◆ Records provided
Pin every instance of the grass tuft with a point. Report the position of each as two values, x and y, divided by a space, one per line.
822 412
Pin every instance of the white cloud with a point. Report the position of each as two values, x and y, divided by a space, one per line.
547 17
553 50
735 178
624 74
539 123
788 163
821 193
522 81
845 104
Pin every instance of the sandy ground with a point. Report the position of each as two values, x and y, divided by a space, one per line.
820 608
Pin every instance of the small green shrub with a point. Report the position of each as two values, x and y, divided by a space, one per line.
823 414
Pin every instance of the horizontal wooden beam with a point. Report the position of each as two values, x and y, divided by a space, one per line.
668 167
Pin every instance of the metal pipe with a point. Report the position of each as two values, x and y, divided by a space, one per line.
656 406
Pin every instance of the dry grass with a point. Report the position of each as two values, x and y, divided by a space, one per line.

◆ Task to complete
Return the lines from the one containing "Pin every instance of the small" through the last line of the records. Include both ends and nothing else.

◆ Answer box
Pin every instance of the small green shrub with a point. Report the position of each as two values, x and y, divided by a space, one per line.
823 414
Pin every instance of the horizontal wooden beam with a point. Report the position of each as two values, x and y, divided by a space, one per line.
668 167
Pin every instance of the metal pipe with a point. Report the position of each as two values, x and y, divided by a space, one per line.
656 406
Pin every instance of the dry grass with a point. Report the position of each as two values, x and y, divided by a space, one per line.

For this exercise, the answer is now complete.